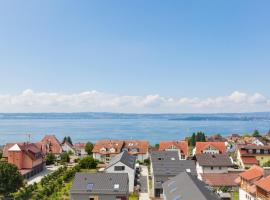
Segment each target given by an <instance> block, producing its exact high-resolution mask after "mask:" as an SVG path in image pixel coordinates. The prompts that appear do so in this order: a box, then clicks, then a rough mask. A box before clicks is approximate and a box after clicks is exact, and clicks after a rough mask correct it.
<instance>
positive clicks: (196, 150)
mask: <svg viewBox="0 0 270 200" xmlns="http://www.w3.org/2000/svg"><path fill="white" fill-rule="evenodd" d="M209 146H212V147H214V148H216V149H217V150H219V152H220V153H225V152H226V147H225V142H196V154H201V153H202V151H203V150H205V149H206V148H208V147H209Z"/></svg>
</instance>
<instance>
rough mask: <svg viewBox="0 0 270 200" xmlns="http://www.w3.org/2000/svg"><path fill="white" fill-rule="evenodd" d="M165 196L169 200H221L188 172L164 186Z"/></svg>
mask: <svg viewBox="0 0 270 200" xmlns="http://www.w3.org/2000/svg"><path fill="white" fill-rule="evenodd" d="M163 190H164V195H165V196H166V199H169V200H180V199H181V200H191V199H192V200H193V199H194V200H195V199H200V200H219V199H220V198H219V197H218V196H217V195H216V194H215V193H213V192H212V191H210V190H209V189H208V187H207V185H206V184H205V183H203V182H201V181H200V180H199V179H197V177H196V176H193V175H191V174H189V173H186V172H181V173H180V174H179V175H177V176H176V177H174V178H172V179H170V180H168V181H166V182H165V183H164V184H163Z"/></svg>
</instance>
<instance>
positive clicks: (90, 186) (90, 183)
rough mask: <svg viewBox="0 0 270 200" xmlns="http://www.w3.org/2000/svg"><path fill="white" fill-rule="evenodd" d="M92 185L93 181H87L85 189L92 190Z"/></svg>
mask: <svg viewBox="0 0 270 200" xmlns="http://www.w3.org/2000/svg"><path fill="white" fill-rule="evenodd" d="M93 187H94V184H93V183H88V184H87V186H86V190H87V191H92V190H93Z"/></svg>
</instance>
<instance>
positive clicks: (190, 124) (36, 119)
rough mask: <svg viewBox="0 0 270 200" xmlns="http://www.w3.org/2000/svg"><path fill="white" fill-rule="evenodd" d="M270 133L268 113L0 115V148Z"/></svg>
mask: <svg viewBox="0 0 270 200" xmlns="http://www.w3.org/2000/svg"><path fill="white" fill-rule="evenodd" d="M254 129H258V130H259V131H260V132H261V133H266V132H268V131H269V129H270V113H248V114H245V113H243V114H156V115H155V114H114V113H68V114H65V113H48V114H44V113H37V114H0V144H5V143H7V142H20V141H27V140H28V136H27V134H28V133H30V134H31V141H38V140H40V139H41V138H42V137H43V136H44V135H45V134H55V135H56V136H57V137H58V139H59V140H62V138H63V137H64V136H71V138H72V140H73V142H78V141H81V142H86V141H92V142H95V141H97V140H100V139H145V140H149V141H150V143H151V144H155V143H158V142H159V141H160V140H176V139H183V138H184V137H185V136H188V135H190V134H191V133H193V132H196V131H203V132H205V133H206V134H208V135H212V134H216V133H220V134H223V135H229V134H231V133H239V134H243V133H250V132H252V131H253V130H254Z"/></svg>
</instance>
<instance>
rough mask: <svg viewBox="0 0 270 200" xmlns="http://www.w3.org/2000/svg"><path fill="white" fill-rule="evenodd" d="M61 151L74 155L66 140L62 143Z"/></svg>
mask: <svg viewBox="0 0 270 200" xmlns="http://www.w3.org/2000/svg"><path fill="white" fill-rule="evenodd" d="M61 146H62V150H63V151H64V152H71V153H72V154H75V153H76V151H75V148H74V147H73V145H72V144H70V143H69V142H68V141H67V140H65V141H64V143H62V145H61Z"/></svg>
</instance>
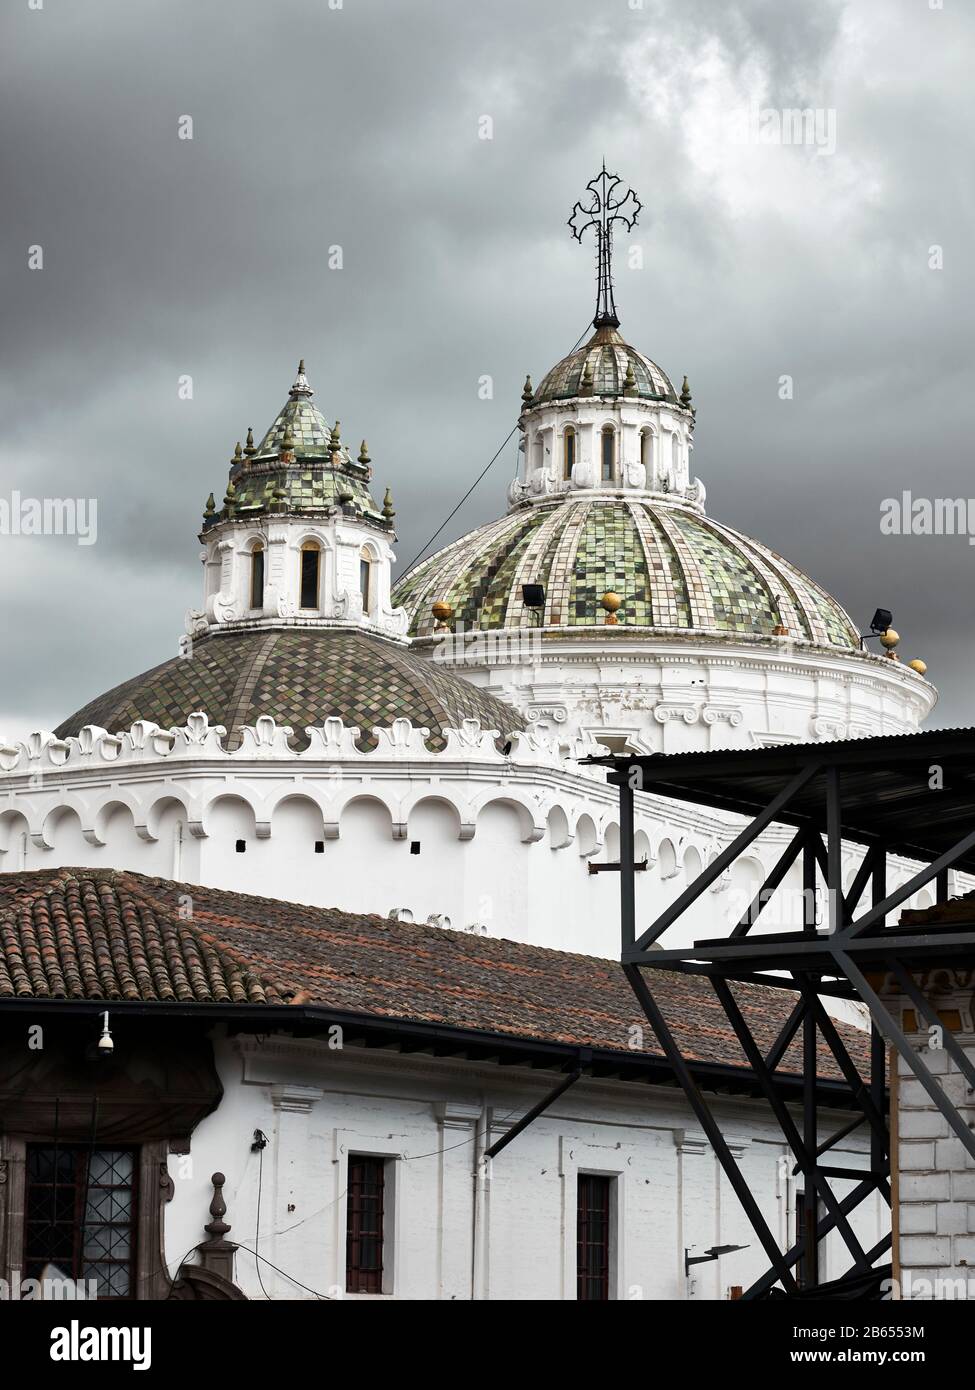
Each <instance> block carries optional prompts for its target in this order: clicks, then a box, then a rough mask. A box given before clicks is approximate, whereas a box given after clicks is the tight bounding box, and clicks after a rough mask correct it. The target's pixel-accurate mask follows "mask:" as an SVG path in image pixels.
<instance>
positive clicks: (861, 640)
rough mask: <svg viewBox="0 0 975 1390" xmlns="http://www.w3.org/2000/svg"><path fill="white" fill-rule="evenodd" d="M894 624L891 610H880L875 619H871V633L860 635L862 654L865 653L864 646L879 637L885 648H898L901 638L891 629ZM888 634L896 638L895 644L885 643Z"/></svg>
mask: <svg viewBox="0 0 975 1390" xmlns="http://www.w3.org/2000/svg"><path fill="white" fill-rule="evenodd" d="M892 623H893V613H892V612H890V609H878V610H876V613H875V614H873V617H872V619H871V630H869V632H861V634H860V651H861V652H862V651H864V644H865V642H868V641H869V639H871V638H872V637H879V638H880V644H882V645H883V646H887V648H890V646H896V645H897V642H899V641H900V637H897V634H896V632H894V630H893V628H892V627H890V624H892ZM887 634H890V635H892V637H893V638H894V641H893V642H890V641H885V638H886V637H887Z"/></svg>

┄┄┄┄┄┄

* DESCRIPTION OF THE TASK
Copy each line exactly, from the line containing "624L891 610H880L875 619H871V633L860" down to the last line of the material, and no other lines.

* ANSWER TO THIS PROBLEM
rough mask: <svg viewBox="0 0 975 1390" xmlns="http://www.w3.org/2000/svg"><path fill="white" fill-rule="evenodd" d="M894 624L891 610H880L875 619H871V633L860 635L862 654L865 653L864 646L879 637L885 648H898L901 638L891 629ZM888 634L896 638L895 644L885 643Z"/></svg>
mask: <svg viewBox="0 0 975 1390" xmlns="http://www.w3.org/2000/svg"><path fill="white" fill-rule="evenodd" d="M892 623H893V613H892V612H890V609H878V610H876V613H875V614H873V617H872V619H871V630H869V632H861V634H860V651H861V652H862V651H864V644H865V642H868V641H869V639H871V638H872V637H879V638H880V644H882V645H883V646H887V648H890V646H896V645H897V642H899V641H900V637H897V634H896V632H894V630H893V628H892V627H890V624H892ZM887 634H890V635H892V637H893V638H894V641H893V642H890V641H885V638H886V637H887Z"/></svg>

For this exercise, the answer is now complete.